**WHAT THIS TASK INVOLVES**
Can you rewrite the items below so that every "drop a marker" becomes "place a pin", with nothing else changed?

□ □ □ □ □ □ □

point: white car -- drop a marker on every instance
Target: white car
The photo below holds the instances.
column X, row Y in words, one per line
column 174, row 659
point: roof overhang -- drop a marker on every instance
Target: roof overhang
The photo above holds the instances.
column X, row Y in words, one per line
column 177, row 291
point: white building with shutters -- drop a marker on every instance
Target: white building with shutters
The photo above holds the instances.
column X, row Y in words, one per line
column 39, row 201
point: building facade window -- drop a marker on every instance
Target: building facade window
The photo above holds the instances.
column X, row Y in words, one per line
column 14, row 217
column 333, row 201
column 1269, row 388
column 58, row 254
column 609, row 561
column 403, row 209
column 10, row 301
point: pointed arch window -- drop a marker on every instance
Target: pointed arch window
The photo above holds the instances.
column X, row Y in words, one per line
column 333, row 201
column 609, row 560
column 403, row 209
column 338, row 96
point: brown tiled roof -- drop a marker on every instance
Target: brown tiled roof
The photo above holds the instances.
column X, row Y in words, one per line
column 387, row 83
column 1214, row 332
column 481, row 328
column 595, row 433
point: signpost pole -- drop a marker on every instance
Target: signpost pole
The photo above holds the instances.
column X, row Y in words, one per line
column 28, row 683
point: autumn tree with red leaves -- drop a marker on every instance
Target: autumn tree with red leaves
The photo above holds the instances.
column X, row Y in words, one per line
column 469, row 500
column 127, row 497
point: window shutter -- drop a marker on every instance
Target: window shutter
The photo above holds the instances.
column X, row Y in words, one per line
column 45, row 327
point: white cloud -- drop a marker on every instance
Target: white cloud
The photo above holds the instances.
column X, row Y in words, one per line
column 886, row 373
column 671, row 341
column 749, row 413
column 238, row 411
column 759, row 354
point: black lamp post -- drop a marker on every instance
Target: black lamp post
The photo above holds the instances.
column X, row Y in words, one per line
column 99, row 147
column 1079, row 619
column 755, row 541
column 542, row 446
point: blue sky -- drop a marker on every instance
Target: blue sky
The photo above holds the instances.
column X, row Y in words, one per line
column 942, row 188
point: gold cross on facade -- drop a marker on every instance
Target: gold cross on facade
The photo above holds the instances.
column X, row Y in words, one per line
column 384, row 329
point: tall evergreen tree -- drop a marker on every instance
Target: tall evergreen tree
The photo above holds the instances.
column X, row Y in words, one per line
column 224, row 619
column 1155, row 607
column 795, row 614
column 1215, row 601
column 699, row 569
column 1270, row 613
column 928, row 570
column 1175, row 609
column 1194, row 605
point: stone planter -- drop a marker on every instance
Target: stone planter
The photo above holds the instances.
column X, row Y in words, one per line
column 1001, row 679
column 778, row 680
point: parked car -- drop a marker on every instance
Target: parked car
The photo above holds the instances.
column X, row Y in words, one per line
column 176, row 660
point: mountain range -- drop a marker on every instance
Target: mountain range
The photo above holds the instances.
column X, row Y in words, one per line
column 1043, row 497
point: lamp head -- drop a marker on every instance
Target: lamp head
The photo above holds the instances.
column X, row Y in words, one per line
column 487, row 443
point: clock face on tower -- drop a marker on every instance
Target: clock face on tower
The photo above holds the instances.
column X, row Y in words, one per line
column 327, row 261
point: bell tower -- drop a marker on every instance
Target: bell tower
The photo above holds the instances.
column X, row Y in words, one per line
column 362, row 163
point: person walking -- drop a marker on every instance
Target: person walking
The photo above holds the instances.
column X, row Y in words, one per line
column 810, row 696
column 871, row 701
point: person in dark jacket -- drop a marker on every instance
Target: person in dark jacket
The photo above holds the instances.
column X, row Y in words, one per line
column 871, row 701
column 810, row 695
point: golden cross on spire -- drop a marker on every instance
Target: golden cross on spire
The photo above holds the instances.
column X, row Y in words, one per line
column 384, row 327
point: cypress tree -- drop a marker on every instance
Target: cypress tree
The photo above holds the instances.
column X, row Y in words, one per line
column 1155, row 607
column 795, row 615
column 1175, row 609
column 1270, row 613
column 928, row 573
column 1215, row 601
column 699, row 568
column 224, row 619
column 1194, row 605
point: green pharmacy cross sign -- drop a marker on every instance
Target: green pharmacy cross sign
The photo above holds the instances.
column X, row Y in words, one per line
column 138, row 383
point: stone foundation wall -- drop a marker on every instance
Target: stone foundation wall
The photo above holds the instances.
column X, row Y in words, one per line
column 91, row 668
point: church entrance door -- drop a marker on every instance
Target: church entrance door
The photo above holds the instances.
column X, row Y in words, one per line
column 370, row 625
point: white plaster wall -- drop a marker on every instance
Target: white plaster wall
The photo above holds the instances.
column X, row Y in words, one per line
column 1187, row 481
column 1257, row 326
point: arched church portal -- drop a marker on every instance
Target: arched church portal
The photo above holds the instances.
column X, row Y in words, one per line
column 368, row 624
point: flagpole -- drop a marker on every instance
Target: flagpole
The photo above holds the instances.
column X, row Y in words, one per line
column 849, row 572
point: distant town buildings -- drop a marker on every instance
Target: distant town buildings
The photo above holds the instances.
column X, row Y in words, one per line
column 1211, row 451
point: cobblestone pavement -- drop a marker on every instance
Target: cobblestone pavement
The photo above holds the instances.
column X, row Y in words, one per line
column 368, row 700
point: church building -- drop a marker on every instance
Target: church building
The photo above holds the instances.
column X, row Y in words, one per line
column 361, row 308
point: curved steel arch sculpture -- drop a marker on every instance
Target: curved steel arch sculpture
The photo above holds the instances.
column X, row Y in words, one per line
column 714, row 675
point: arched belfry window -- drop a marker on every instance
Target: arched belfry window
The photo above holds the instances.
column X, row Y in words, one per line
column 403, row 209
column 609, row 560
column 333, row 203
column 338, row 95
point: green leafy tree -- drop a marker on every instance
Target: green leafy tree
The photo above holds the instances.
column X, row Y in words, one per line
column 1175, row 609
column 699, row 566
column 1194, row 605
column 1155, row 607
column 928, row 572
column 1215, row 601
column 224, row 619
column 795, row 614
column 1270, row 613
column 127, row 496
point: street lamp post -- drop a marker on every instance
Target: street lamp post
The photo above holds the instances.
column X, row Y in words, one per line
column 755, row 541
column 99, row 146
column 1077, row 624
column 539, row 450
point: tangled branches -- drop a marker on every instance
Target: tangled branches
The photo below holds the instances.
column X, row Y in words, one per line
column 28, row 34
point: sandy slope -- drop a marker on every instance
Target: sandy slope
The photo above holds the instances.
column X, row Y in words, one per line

□ □ □ □ □ □ □

**WRITTEN RESPONSE**
point: white car -- place a pin on every instance
Target: white car
The photo below holds the instances.
column X, row Y in words, one per line
column 174, row 659
point: roof overhang -- place a pin on every instance
Target: roof overhang
The photo above holds the instances.
column X, row Y in words, one per line
column 177, row 291
point: white building with shutters -- place a pin on every instance
Target: white building with shutters
The photo above holds the instances.
column X, row Y in words, one per line
column 39, row 201
point: building facade window -- place a pin on every instance
Target: building facade window
The photo above holds the instances.
column X, row Y in words, one per line
column 14, row 217
column 333, row 201
column 1269, row 388
column 58, row 254
column 609, row 561
column 403, row 209
column 10, row 301
point: pointed arch window -- place a pin on every instance
Target: pointed arch window
The photo above holds the instances.
column X, row Y in words, one per line
column 333, row 201
column 609, row 560
column 403, row 209
column 338, row 96
point: brown tiled roof -- place a pin on every instance
Target: brown tiled roof
The photo above holds the instances.
column X, row Y in words, one per line
column 387, row 83
column 1214, row 332
column 481, row 328
column 595, row 433
point: signpost pole -- place a pin on every instance
Target: signpost pole
The photo above holds the instances.
column X, row Y in words, one per line
column 28, row 683
point: autumn tree with red leaves -- place a pin on every instance
Target: autumn tree with red leaves
The photo above holds the instances.
column X, row Y in words, one per line
column 469, row 500
column 127, row 497
point: window shutter -- place a pin on every instance
Target: window shutter
The photo above holds the instances.
column X, row Y in words, one per line
column 45, row 327
point: white cloud -- place a pin on every instance
Target: white cloud
The photo above holds the instances.
column X, row Y in words, one per line
column 886, row 373
column 671, row 341
column 749, row 413
column 238, row 411
column 759, row 354
point: black lamp post -- place a pin on every instance
Target: black lamp post
The photo above holds the instances.
column X, row Y in words, one per line
column 99, row 147
column 1079, row 619
column 755, row 541
column 542, row 446
point: blue sky -- place a pin on every instance
Target: blue sky
The photo above holds the instances.
column X, row Y in words, one per line
column 942, row 188
point: gold cross on facade -- place a pin on every instance
Target: gold cross on facade
The photo above holds the instances.
column X, row Y in words, one per line
column 384, row 329
point: tall evergreen tree -- place a pin on every instance
Target: tall evergreen tree
The photo above holds the instances.
column X, row Y in words, one per line
column 224, row 619
column 1155, row 607
column 795, row 614
column 1215, row 601
column 699, row 569
column 1270, row 613
column 928, row 570
column 1175, row 609
column 1194, row 605
point: stone planter -- place a pin on every instance
Target: stone planter
The photo above holds the instances.
column X, row Y in words, one per line
column 1001, row 679
column 778, row 680
point: parked car -- place a pin on every instance
Target: parked car
The photo above holds the instances.
column X, row Y in words, one per line
column 176, row 660
point: mountain range -- place a pin on every instance
Target: mountain range
The photo above holds the instances.
column X, row Y in words, one per line
column 1043, row 497
point: lamp head -- place a pin on every instance
Target: lamp head
The photo above holds the instances.
column X, row Y in words, one per line
column 487, row 443
point: clock face on tower -- place a pin on every instance
Target: clock face on tower
The photo above holds the instances.
column X, row Y in words, one per line
column 327, row 261
point: bell tower -- place a pin on every instance
Target: bell tower
The photo above holds the instances.
column X, row Y in words, one per line
column 362, row 163
point: person walking -- place a pin on every instance
Target: person walking
The photo above holds the instances.
column X, row Y in words, one per line
column 810, row 696
column 871, row 701
point: person in dark jacket -- place a pin on every instance
Target: person in dark jacket
The photo above holds the instances.
column X, row Y in words, one per line
column 871, row 701
column 810, row 695
point: golden cross on spire -- place a pin on every instance
Target: golden cross on spire
The photo above holds the instances.
column X, row Y in words, one per line
column 384, row 327
point: cypress tree -- place a pin on every instance
Target: cypress tree
The photo above holds the instances.
column X, row Y in words, one per line
column 1155, row 607
column 795, row 615
column 1175, row 609
column 1270, row 613
column 928, row 573
column 1215, row 601
column 699, row 568
column 224, row 619
column 1194, row 605
point: green pharmacy cross sign -- place a pin on every instance
Target: green pharmacy cross sign
The photo above holds the instances.
column X, row Y in words, one per line
column 138, row 383
point: stone foundation wall -- place a pin on every instance
Target: stone foundation wall
The photo above holds the instances.
column X, row Y in words, one per line
column 91, row 668
point: church entrance door -- place a pin on every instance
Target: church entrance door
The photo above holds the instances.
column X, row Y in words, one per line
column 370, row 625
point: white plaster wall -- place a pin on every instance
Target: white plaster wall
The photo above holds the instances.
column X, row Y in words, one per line
column 1187, row 481
column 1257, row 326
point: arched church portal -- place a pin on every instance
Target: arched church portal
The photo above holds the instances.
column X, row Y in words, one per line
column 368, row 624
point: flagpole -- place a pin on every instance
Target: flagpole
The photo above holds the instances.
column X, row Y in words, one per line
column 849, row 572
point: distant town buildings -- place a pin on every instance
Target: distant town buildings
The photo above holds the instances.
column X, row Y in words, one per line
column 1211, row 451
point: cobblestone pavement -- place a pin on every instance
Target: cobblestone pavement
The photo above holds the instances.
column X, row Y in words, one per line
column 368, row 700
point: church building -- place a pin on every instance
Target: church building
The photo above holds the instances.
column X, row Y in words, one per line
column 361, row 308
point: curved steel arch sculpture -- place a pin on every instance
Target: curved steel arch sculpture
The photo above holds the instances.
column X, row Y in words, one per line
column 714, row 675
point: arched belfry window -- place a pin on every instance
Target: arched belfry window
The photo above holds the instances.
column X, row Y in words, one per line
column 403, row 209
column 609, row 560
column 333, row 203
column 338, row 95
point: green leafy tree -- place a pin on every instance
Target: green leafy tree
The photo above holds the instances.
column X, row Y in words, one per line
column 1175, row 609
column 699, row 566
column 1194, row 605
column 1155, row 607
column 928, row 572
column 1215, row 601
column 224, row 619
column 795, row 614
column 1270, row 613
column 127, row 496
point: street lamp post -- place a pin on every instance
Target: street lamp post
The photo above holds the instances.
column X, row Y in words, one per line
column 755, row 541
column 99, row 146
column 1077, row 624
column 539, row 450
point: tangled branches -- place a pin on every instance
Target: tangled branches
The photo below holds the instances.
column X, row Y in words, one per line
column 28, row 34
point: sandy slope -- place a pin on every instance
Target: sandy slope
The photo above holds the instances.
column X, row Y in words, one per line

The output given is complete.